***** Passage given

Your spot on, my DM had a lot of these and almost gave the same tutorial, but they were a math major 😂 to be fair.
🤓
Wouldn't have been far off the mark
I sent the video to my DM less than 5 mins in 😂
They are doing their funny handshakes with their ‘d&d’ (dungeons and dragons) and DM (dungeon Master) talk.
I'd still like to see a 40+ sided countdown dice in this style, MTG Commander starts at 40 life points not 20 and there are a few ways to go up from there, but I'd understand that it's kinda hard to do 40 without it being rollable... a 5 point sphericon might be better than 3 but you're the expert Henry
I just use d10's for everything including counters. At 40? A 4 and 0. Go over 100? Add a die. Have four thousand Scute Swarms? 4 dice does it.
1 big dice to handle it would indeed be fun. If dividing by 3 still helps, 42 sides would be great for those 'gain 1 life' lands
Imagining the dystopian future game where MTG has become POTUS for life. MTG, Commander
@@mudmug1 Don't bring that evil even to *concept!* Monstrous.
He is definitely one of my favorite Numberphile guests so far.
Segerman's great, lots of curiosities and interesting stuff on his UA-cam channel.
For anyone wondering, the countdown dice at 7:33 that follows a single line and then abruptly stops, Might actually not just be so that the numbers add up to 21 or a bad design choice.
In older versions of DND they had a condition called 'bloodied' which is half or below of your health points.
It could affect certain monsters' and players abilities.
This could be a small detail that let players know they were bloodied. Perhaps if the die were coloured red on the lower number side that could even be a bigger indicator.
That might explain a weird die we had as a kid: it was an icosahedron, but numbered as a D10 (0-9, twice), and with one side painted red (the other half was white).
“C-H-O-E-Z”. My longest word would be, “Echo”.
Same here.
I got curious, so I did some working out - if you have 5 different letters, the number of different strings you can make from using each letter up to once is 326 (or 325 if you don't count the empty string) - 120 five letter strings, 120 four letter strings, 60 three letter strings, 20 two letter strings, 5 individual letters, and 1 empty string.
Those warped dice should absolutely be included with Call of Cthulhu. That's brilliant. 😂
So happy to see Mathartfun featured on your channel! From them I got all my odd dice for my collection. I use the same dice for Dungeon Crawl Classics. Super lovely buying from them.
I bought most of these a little while back. Love em. Favorite is the skew d4, fantastic for marking numbers.
so now i really want to know the "fairness" of the ancient greek knuckle dice
You are not helping my chronic dice addiction... I'm a dice goblin who is ready to be irresponsible with my money for a ttrpg game that doesn't exist
Sorry - but there are worse addictions
@@numberphileboo! this is a real problem man. you don't know anyone with 500 bucks worth of dice? you must not be playing D&D
If dice makers don't know whether to use dice or die, I don't think I'll ever know 😂
I looked it up. The plural is "dice" and the singular can be either "die" or "dice" and it doesn't really matter.
"Dice" is correct when dealing with multiple dice or an unknown number of dice, or when speaking casually or colloquially. "Die" is correct when dealing with what you know to be a single die and addressing an audience containing at least one pedant.

**********

**What the exercise asks**
In the comments about dice, how many life points does MTG Commander start at?

***** Data extract

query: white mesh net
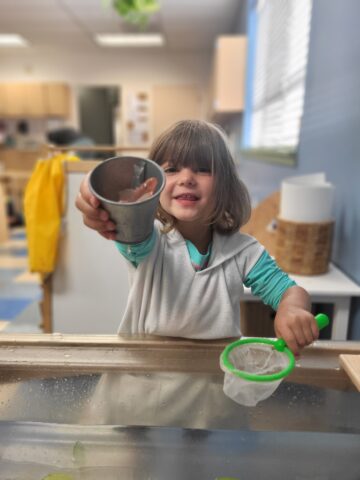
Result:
[220,343,289,407]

**********

**Task response**
40 life points